_Given problem 1_
In the racing text below, where and on what dates was the 2017 Teretonga Park TRS round held?

The 2017 Teretonga Park TRS round was the second round of the 2017 Toyota Racing Series. The event was held at Teretonga Park, in Invercargill, New Zealand from 21 to 22 January 2017.

Richard Verschoor demonstrated a consistent run of form and cruised to overall victory for the weekend, extending his championship lead over the rest of the field.

Background 
Rookie Richard Verschoor is the points leader heading into the second round of the Toyota Racing Series, in a demonstration of consistency – which he would later claim to be vital toward winning the championship. Star performances throughout the grid included Marcus Armstrong, who won on his first outing and demonstrated pace throughout the entire weekend, firming his challenge for the title in his rookie year.

_Given problem 2_
How many lines of the records below contain the string "foam"? Reply with the number alone.

_Rows_
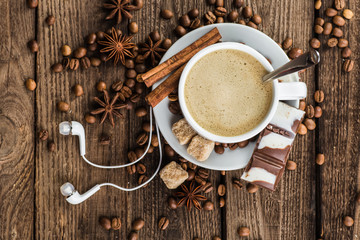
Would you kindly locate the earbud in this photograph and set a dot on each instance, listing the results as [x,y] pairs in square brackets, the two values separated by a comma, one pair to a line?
[74,128]
[73,196]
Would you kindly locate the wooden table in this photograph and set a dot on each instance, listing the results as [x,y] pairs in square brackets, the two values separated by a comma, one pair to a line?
[310,202]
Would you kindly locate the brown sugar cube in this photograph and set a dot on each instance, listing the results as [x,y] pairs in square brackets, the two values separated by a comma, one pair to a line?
[173,175]
[183,131]
[200,148]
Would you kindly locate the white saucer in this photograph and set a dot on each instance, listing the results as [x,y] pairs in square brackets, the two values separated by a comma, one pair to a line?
[230,32]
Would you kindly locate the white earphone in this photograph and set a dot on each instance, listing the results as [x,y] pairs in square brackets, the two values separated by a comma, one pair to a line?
[76,128]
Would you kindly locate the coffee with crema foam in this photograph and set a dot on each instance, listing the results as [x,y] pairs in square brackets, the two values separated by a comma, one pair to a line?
[224,92]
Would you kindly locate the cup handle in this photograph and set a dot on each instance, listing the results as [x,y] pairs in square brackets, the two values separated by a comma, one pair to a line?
[292,90]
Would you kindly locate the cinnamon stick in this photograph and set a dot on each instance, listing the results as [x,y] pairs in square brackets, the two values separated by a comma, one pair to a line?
[165,88]
[157,73]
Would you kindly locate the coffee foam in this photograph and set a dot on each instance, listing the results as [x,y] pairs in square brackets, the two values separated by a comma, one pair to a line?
[224,92]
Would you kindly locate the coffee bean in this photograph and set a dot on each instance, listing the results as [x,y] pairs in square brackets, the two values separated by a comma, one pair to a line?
[346,52]
[166,13]
[244,231]
[169,151]
[172,203]
[233,16]
[348,14]
[317,4]
[309,110]
[320,159]
[221,202]
[295,52]
[167,43]
[315,43]
[219,149]
[247,12]
[193,13]
[343,43]
[327,28]
[105,223]
[180,31]
[243,143]
[252,188]
[348,221]
[310,124]
[348,65]
[133,27]
[319,96]
[30,84]
[291,165]
[163,223]
[238,3]
[237,184]
[330,12]
[221,190]
[133,236]
[208,187]
[208,206]
[140,111]
[137,224]
[191,174]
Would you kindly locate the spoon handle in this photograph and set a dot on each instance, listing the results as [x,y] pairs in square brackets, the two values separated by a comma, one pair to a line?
[304,61]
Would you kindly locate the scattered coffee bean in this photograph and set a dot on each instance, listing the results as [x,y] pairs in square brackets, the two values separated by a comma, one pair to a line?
[319,21]
[291,165]
[348,14]
[43,135]
[137,224]
[180,31]
[295,52]
[327,28]
[348,65]
[330,12]
[302,129]
[318,29]
[140,111]
[63,106]
[237,184]
[221,190]
[346,52]
[166,13]
[348,221]
[247,12]
[317,4]
[252,188]
[315,43]
[208,206]
[319,96]
[320,159]
[116,223]
[30,84]
[105,223]
[244,231]
[163,223]
[193,13]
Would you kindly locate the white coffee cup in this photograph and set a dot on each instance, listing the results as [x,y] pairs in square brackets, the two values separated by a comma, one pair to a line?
[281,91]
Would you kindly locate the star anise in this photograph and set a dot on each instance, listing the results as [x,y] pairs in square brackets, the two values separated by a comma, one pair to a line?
[152,50]
[108,108]
[119,46]
[190,195]
[121,8]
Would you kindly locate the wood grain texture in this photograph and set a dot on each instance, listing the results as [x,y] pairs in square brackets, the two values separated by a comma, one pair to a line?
[338,133]
[16,121]
[289,212]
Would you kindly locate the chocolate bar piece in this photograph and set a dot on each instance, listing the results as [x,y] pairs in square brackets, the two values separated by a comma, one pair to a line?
[273,147]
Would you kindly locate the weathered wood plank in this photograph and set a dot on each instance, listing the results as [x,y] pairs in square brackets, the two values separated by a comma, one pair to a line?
[289,212]
[16,121]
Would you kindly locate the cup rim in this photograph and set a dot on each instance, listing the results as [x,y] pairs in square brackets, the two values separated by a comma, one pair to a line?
[200,130]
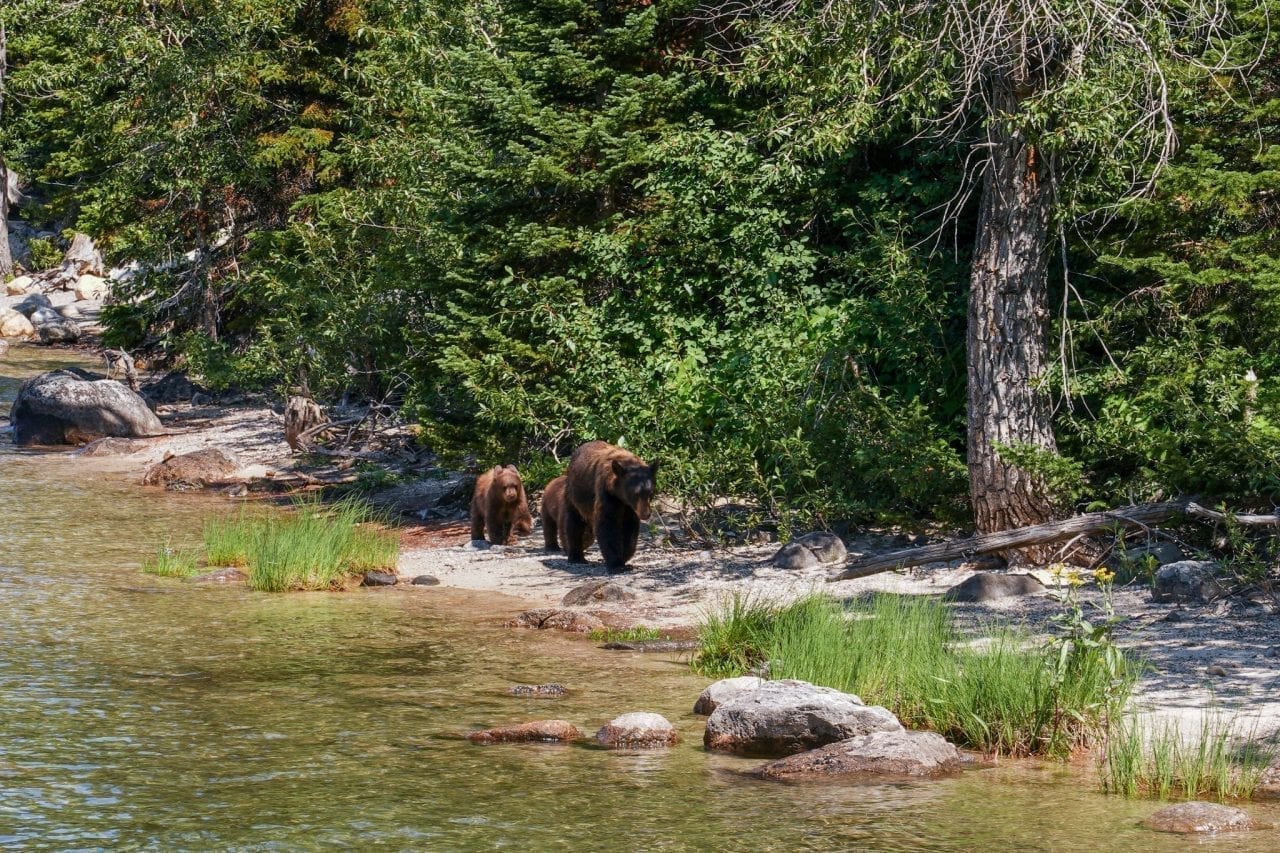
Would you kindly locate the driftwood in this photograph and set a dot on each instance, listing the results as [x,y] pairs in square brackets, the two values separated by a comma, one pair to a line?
[1133,516]
[301,418]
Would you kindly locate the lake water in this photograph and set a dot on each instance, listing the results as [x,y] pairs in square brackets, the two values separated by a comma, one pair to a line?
[142,712]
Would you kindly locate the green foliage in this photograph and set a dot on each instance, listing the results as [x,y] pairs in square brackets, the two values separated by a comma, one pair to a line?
[1001,693]
[1146,757]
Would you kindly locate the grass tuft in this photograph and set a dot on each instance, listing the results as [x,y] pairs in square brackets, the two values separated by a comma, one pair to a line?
[1001,693]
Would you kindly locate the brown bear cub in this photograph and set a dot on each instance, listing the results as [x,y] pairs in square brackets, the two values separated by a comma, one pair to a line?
[607,495]
[552,509]
[499,510]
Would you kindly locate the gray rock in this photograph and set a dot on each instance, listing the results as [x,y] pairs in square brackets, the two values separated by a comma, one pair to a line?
[69,407]
[229,575]
[1185,580]
[990,587]
[1198,817]
[200,468]
[785,717]
[881,753]
[597,591]
[638,730]
[794,555]
[827,547]
[723,690]
[33,302]
[539,690]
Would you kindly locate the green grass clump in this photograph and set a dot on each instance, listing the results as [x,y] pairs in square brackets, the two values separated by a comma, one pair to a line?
[636,634]
[1001,693]
[1148,758]
[170,562]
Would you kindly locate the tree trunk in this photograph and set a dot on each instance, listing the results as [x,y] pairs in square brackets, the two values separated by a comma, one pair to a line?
[5,256]
[1006,341]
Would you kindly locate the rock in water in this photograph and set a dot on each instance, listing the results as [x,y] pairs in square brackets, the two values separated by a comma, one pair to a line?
[785,717]
[1200,817]
[881,753]
[638,730]
[597,591]
[553,730]
[69,407]
[990,587]
[721,692]
[199,468]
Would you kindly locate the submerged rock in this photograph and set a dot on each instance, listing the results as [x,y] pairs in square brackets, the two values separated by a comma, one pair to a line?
[200,468]
[721,692]
[539,690]
[991,587]
[597,591]
[638,730]
[785,717]
[543,730]
[881,753]
[1197,817]
[71,407]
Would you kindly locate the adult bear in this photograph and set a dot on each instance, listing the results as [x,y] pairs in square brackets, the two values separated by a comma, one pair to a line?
[607,495]
[552,509]
[499,510]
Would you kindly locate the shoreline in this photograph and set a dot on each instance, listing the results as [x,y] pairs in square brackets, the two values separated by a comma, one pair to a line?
[1203,657]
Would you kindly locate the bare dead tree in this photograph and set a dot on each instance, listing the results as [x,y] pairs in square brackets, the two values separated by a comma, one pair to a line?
[1042,90]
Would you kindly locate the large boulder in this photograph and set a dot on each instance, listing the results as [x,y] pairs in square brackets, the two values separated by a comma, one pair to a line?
[71,407]
[14,324]
[721,692]
[785,717]
[881,753]
[544,730]
[1197,817]
[991,587]
[1185,580]
[200,468]
[638,730]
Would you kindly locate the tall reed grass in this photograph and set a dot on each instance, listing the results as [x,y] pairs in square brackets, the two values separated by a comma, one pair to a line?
[1000,693]
[1146,757]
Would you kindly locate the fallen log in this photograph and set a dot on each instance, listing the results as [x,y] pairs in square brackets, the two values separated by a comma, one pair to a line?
[1132,516]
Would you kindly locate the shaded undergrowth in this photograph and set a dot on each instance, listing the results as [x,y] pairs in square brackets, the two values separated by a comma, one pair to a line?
[1000,693]
[315,546]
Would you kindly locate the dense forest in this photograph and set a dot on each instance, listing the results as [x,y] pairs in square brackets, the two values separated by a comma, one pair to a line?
[739,240]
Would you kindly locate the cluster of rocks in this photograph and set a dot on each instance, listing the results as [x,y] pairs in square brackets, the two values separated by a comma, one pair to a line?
[53,302]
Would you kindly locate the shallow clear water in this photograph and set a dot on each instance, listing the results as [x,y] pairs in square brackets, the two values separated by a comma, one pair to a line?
[150,712]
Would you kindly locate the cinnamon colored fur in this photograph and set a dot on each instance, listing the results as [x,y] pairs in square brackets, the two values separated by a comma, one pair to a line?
[499,510]
[607,495]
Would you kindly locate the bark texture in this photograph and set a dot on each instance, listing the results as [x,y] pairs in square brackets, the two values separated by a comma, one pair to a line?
[1006,338]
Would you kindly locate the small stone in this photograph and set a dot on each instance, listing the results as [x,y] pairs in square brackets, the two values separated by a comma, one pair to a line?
[597,591]
[539,690]
[987,585]
[723,690]
[538,730]
[1198,817]
[794,555]
[638,730]
[229,575]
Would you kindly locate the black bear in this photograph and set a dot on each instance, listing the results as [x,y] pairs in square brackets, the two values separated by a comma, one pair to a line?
[552,509]
[499,507]
[607,495]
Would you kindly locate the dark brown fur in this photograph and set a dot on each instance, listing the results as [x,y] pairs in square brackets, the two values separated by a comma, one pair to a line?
[552,509]
[499,510]
[608,492]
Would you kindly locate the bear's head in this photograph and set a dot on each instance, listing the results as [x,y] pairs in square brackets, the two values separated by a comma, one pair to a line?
[634,484]
[506,483]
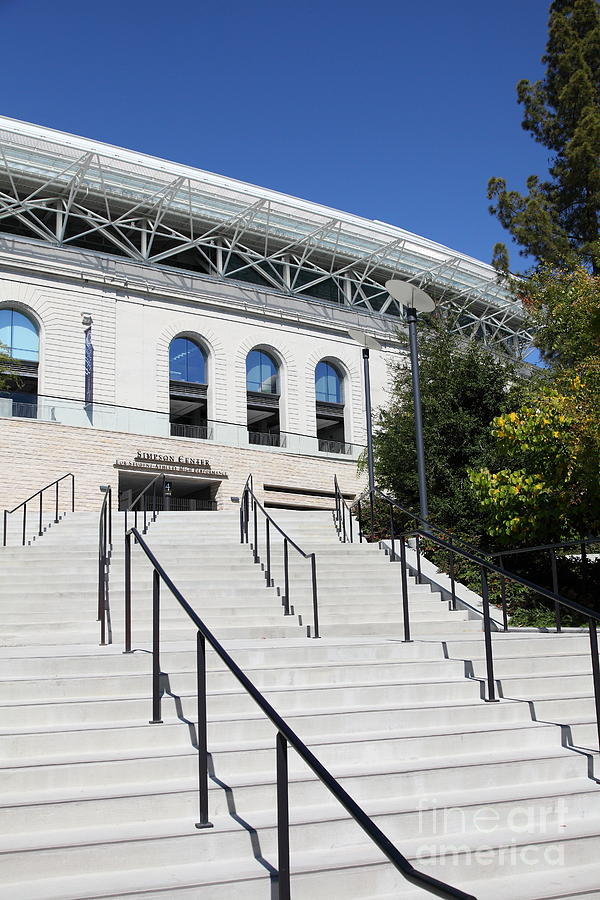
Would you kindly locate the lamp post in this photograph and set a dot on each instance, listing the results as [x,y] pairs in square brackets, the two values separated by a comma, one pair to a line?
[367,342]
[415,300]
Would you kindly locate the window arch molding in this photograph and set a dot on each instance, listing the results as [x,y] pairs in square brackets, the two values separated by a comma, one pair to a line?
[330,381]
[289,386]
[24,310]
[349,370]
[216,363]
[203,347]
[263,371]
[21,330]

_Full output 1_
It was held at Teretonga Park in Invercargill, New Zealand, from 21 to 22 January 2017.

_Full output 2_
2